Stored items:
>> Start

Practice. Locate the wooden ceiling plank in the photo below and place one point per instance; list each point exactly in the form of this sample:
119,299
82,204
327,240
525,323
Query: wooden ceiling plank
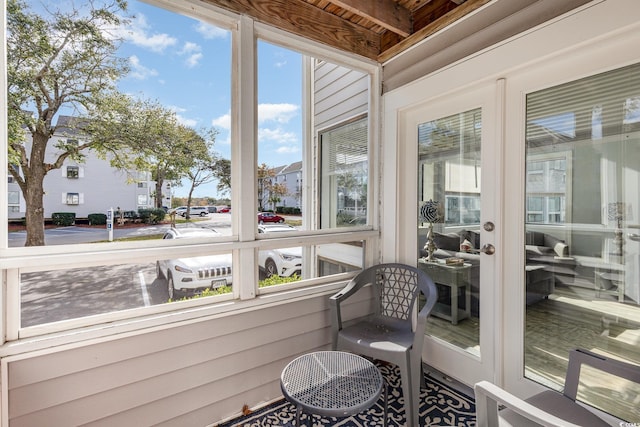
444,21
386,13
308,21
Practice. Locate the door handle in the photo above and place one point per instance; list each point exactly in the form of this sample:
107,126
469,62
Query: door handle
488,249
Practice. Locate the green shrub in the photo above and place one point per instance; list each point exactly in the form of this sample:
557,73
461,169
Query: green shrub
277,280
97,219
63,219
207,293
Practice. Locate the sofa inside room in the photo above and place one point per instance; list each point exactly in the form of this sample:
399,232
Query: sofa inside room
548,261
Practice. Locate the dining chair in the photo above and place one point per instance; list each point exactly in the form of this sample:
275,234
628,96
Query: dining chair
497,407
392,333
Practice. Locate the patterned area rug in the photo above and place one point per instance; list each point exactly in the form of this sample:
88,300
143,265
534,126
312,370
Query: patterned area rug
440,405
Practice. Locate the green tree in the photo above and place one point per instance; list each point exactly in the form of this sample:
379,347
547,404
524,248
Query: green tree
202,170
62,60
222,172
143,135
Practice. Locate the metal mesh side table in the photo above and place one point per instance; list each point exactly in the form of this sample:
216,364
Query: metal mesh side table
333,384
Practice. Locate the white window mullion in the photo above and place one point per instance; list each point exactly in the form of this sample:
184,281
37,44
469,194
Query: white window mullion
12,304
243,156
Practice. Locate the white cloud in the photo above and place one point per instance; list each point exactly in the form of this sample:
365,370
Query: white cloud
279,113
193,52
185,121
289,149
137,32
278,135
139,71
209,31
223,122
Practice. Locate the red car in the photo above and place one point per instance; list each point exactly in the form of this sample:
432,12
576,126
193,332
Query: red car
269,217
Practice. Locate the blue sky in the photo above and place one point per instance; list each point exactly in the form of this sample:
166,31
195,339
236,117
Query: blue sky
185,64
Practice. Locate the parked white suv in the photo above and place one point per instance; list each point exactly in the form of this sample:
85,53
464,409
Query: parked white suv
283,262
195,211
191,275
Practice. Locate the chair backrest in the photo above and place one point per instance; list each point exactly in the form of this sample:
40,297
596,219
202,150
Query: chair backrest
395,287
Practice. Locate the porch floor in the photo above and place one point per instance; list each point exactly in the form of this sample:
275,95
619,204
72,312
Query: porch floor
440,404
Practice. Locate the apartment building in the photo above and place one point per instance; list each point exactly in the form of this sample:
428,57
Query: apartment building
71,188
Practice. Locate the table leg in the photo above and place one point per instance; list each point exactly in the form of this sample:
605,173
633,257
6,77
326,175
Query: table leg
454,305
384,420
298,411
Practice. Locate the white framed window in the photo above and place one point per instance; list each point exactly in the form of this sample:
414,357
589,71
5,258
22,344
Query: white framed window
321,252
72,198
73,172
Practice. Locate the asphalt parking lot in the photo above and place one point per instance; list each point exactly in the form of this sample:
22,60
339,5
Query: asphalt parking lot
58,295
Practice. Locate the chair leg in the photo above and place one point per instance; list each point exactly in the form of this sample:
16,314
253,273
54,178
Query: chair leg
407,392
416,369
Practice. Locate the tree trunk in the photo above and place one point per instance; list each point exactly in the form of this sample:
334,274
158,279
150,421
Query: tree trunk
34,191
159,183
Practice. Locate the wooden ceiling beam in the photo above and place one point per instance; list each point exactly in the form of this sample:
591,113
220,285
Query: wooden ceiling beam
386,13
308,21
442,22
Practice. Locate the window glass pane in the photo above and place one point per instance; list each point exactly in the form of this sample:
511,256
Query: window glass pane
280,139
583,209
449,178
56,295
341,172
282,265
149,133
345,171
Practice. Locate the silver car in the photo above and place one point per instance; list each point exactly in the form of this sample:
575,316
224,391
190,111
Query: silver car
283,262
192,275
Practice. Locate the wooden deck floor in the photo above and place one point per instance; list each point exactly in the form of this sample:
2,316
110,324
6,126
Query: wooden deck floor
571,317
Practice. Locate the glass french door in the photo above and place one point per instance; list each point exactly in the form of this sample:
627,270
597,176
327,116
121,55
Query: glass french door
449,146
582,232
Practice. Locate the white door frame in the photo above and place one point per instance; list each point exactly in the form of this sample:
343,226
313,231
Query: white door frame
581,41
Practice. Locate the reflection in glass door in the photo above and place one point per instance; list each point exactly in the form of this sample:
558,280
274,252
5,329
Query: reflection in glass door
449,224
582,231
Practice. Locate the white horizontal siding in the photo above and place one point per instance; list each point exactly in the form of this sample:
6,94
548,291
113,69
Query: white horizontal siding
194,374
340,94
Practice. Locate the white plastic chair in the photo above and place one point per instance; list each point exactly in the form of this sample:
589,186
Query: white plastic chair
388,333
549,408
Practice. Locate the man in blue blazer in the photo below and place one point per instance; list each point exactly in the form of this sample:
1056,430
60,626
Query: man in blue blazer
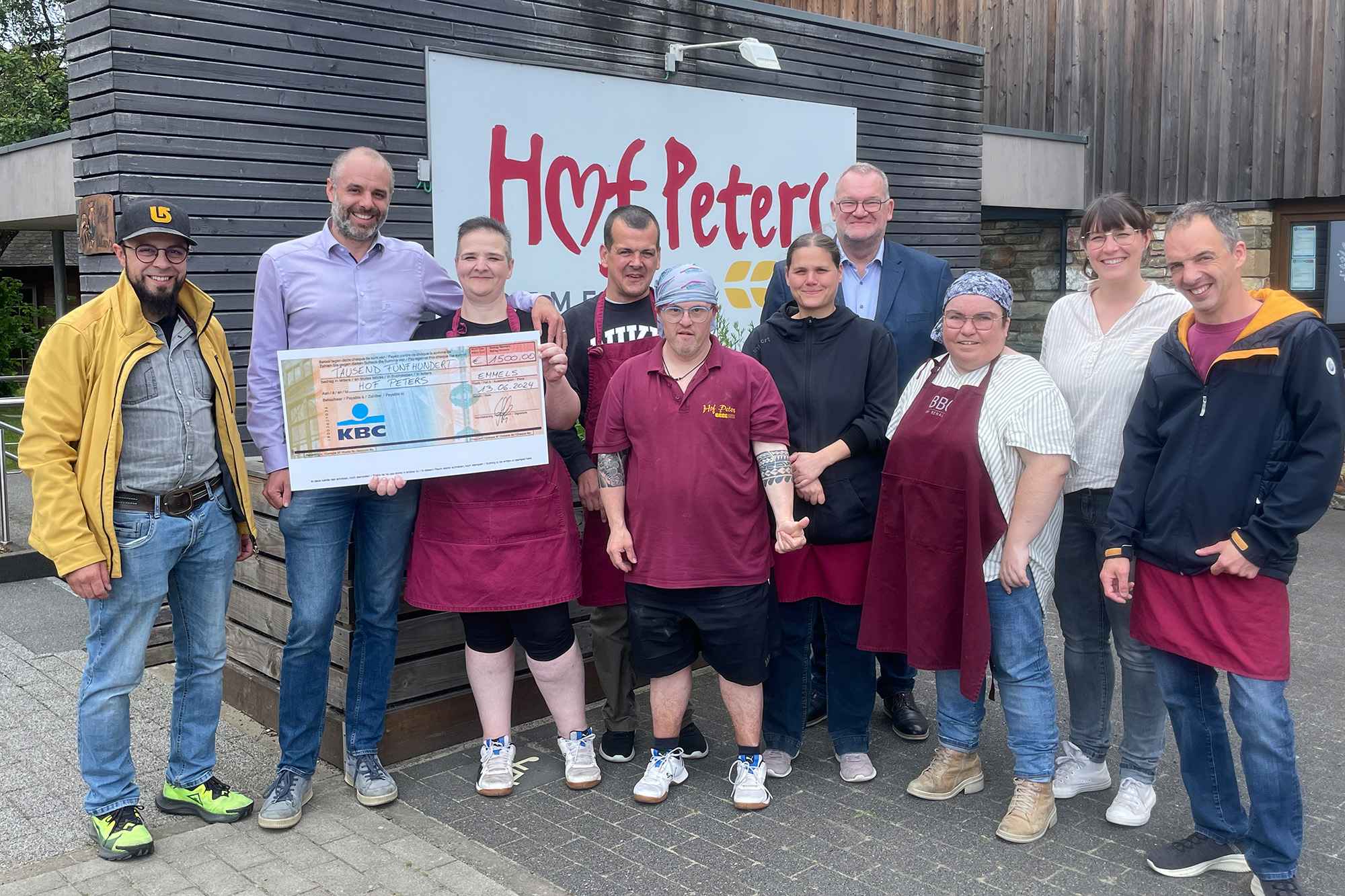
903,290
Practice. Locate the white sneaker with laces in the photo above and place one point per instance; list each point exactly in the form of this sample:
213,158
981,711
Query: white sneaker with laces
662,772
497,776
582,768
748,776
1077,774
1133,805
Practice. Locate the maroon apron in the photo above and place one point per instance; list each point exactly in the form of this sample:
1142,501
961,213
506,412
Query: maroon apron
605,584
496,541
938,521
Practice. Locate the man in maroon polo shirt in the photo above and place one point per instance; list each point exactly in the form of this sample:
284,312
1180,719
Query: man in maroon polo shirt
692,448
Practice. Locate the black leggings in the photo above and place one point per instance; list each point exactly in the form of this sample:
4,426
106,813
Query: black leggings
544,631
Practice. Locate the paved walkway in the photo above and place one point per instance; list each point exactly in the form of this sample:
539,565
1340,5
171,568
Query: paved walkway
821,836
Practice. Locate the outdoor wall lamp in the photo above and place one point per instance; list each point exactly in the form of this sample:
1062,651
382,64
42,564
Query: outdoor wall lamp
759,54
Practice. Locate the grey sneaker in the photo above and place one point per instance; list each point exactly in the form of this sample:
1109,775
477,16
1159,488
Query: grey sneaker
372,782
283,802
778,763
856,767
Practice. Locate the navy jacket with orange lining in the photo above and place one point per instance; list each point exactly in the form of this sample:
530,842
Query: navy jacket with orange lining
1253,454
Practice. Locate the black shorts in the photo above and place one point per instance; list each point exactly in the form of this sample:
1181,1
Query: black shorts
544,631
730,626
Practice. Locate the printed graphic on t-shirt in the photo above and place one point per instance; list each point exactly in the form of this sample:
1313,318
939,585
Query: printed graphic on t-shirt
626,334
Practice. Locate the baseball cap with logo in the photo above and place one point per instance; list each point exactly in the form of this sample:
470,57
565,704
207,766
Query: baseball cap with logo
154,216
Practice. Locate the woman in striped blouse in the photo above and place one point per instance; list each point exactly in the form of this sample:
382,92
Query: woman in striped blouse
1097,345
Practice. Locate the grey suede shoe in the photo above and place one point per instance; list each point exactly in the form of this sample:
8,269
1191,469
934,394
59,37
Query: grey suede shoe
372,782
283,802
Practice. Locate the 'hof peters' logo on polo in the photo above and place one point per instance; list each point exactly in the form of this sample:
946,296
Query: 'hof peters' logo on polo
361,425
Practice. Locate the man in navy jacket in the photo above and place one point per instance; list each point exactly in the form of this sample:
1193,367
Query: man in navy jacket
902,290
1233,451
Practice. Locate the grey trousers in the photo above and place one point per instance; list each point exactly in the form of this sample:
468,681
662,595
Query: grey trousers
617,676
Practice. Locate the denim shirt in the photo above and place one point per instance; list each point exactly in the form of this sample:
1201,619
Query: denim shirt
167,417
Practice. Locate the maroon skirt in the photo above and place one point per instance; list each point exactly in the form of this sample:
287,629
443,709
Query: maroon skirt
836,572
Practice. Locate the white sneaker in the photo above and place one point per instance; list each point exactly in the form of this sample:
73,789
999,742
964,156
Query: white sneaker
1077,774
778,763
582,768
748,779
497,776
662,772
1133,805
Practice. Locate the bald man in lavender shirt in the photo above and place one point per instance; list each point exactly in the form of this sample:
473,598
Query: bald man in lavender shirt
345,286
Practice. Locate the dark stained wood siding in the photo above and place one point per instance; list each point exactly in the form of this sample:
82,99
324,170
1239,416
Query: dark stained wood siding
1229,100
236,108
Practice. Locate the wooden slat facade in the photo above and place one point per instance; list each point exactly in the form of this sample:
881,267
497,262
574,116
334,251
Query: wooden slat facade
236,108
1227,100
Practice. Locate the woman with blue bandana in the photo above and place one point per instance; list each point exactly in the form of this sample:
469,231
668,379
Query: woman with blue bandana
965,546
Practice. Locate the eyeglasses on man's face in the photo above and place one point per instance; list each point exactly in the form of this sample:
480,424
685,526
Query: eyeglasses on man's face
872,206
699,314
984,321
149,255
1120,237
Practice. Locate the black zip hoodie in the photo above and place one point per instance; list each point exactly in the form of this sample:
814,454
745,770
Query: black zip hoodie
839,380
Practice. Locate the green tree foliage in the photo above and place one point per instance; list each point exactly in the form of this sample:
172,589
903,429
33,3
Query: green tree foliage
34,99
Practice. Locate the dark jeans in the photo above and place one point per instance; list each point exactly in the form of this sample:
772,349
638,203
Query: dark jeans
1273,833
849,685
1091,626
895,673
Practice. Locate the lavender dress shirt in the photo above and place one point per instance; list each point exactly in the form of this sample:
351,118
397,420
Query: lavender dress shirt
313,294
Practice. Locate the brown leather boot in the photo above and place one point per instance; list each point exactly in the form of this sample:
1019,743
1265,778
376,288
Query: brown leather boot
1032,811
950,772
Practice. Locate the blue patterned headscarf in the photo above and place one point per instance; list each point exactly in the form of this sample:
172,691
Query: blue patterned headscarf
977,283
685,283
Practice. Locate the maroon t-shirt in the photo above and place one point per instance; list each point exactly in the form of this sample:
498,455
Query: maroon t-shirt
1210,341
695,502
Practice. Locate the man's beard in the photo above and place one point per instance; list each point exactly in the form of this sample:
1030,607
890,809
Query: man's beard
349,229
157,304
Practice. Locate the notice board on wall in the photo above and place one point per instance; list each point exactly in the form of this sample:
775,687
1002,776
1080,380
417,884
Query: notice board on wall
732,178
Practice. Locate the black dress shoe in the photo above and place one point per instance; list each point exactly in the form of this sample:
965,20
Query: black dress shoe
693,743
618,745
907,720
817,710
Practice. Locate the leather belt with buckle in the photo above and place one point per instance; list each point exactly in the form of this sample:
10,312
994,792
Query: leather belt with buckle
178,502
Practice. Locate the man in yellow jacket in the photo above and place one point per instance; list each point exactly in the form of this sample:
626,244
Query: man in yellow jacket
139,494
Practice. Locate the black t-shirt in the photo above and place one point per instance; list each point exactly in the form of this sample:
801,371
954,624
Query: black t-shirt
622,322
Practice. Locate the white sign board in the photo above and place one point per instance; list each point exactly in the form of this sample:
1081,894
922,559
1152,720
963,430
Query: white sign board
732,178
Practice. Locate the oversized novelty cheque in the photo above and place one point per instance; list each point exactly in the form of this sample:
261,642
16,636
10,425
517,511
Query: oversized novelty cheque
418,409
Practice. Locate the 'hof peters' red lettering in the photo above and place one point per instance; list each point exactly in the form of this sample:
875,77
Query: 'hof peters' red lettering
681,166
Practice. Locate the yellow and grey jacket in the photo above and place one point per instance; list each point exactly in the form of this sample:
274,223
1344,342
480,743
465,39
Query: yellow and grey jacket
72,421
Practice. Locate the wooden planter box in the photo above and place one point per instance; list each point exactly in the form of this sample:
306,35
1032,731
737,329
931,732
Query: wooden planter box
430,704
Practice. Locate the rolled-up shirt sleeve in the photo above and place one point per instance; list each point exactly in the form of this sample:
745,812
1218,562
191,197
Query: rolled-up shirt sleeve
266,415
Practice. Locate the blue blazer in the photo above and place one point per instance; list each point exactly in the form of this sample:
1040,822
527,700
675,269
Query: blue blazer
910,302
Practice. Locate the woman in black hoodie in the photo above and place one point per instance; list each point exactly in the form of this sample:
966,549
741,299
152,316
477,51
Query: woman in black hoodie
839,377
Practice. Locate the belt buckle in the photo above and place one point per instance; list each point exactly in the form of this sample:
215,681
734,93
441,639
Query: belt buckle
177,503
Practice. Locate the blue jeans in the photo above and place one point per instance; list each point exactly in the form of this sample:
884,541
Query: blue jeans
1273,833
1027,692
849,682
1091,624
189,560
895,673
318,526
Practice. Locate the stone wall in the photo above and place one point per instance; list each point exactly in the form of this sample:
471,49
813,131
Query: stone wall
1027,253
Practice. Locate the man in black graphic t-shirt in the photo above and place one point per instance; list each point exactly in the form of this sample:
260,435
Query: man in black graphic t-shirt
629,327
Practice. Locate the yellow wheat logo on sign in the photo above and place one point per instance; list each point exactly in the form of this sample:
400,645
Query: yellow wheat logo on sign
754,274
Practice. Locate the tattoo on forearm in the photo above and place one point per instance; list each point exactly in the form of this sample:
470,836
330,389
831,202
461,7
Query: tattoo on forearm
611,470
775,467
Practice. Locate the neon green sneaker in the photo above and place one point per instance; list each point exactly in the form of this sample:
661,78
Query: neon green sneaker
122,834
213,801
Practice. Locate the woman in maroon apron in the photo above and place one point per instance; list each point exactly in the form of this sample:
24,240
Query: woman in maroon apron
965,546
837,374
502,549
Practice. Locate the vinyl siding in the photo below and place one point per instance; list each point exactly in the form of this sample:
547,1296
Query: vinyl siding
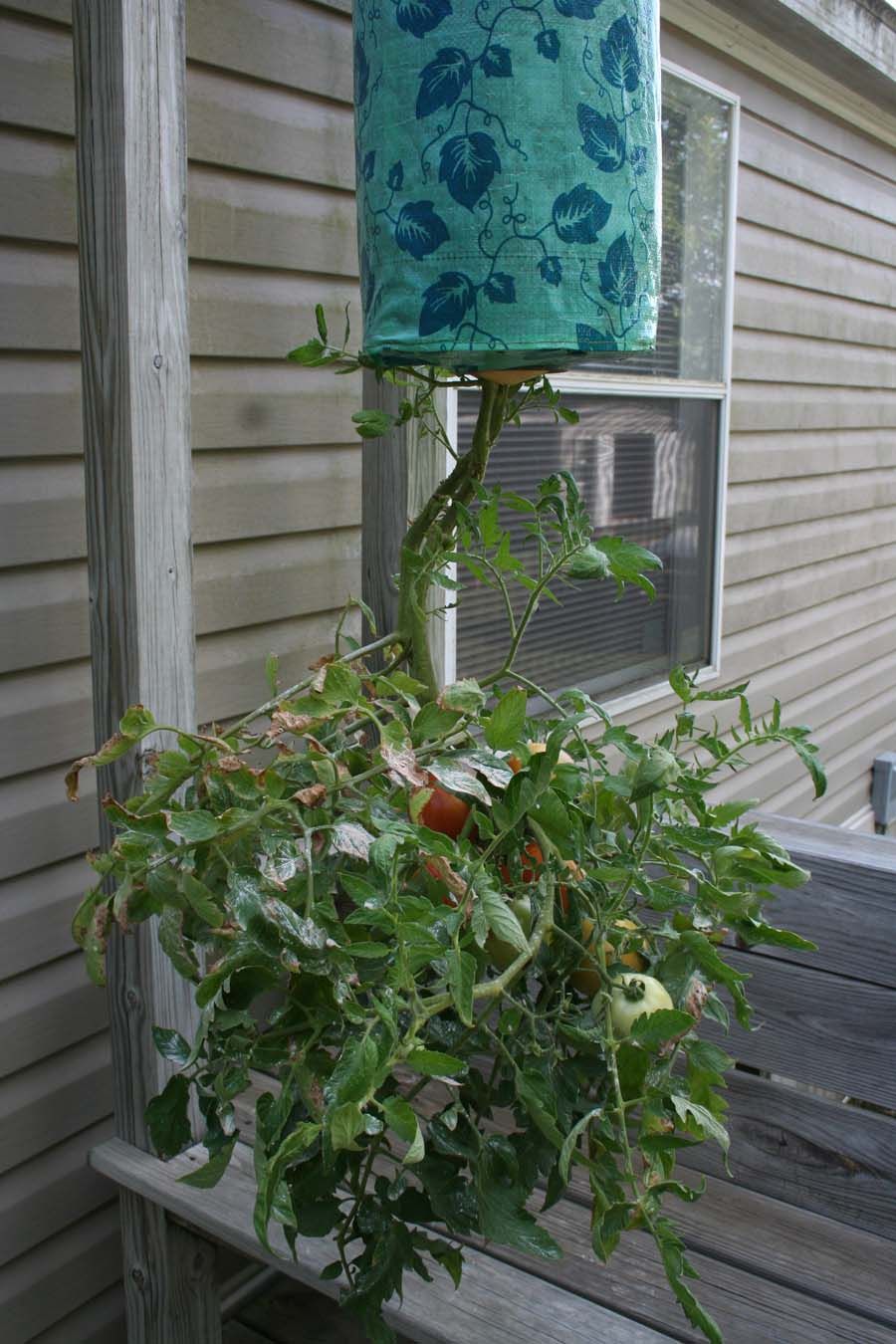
810,537
277,507
277,514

>> End

Task prompt
Copy out exactly the lines from the one with "Practice. Locate the neon" through the end of the listing, both ends included, omitting any picture.

Response to this exercise
Practice. Locate the neon green sneaker in the photo above and place one point per instance; list each point exactly in the form of this sample:
661,78
Query: neon green sneaker
122,834
213,801
Practice. Locate the woman in maroon apron in the photo above and place one point per instance; list each point exactly in the form of this sample:
24,240
Query: woman in maroon apron
965,546
837,374
502,549
Practice. Locate the vinyl siding in the photo below and place one point per instance; list each point exactly in the form of this sample:
547,1296
Query: vinyl siding
810,537
277,507
277,514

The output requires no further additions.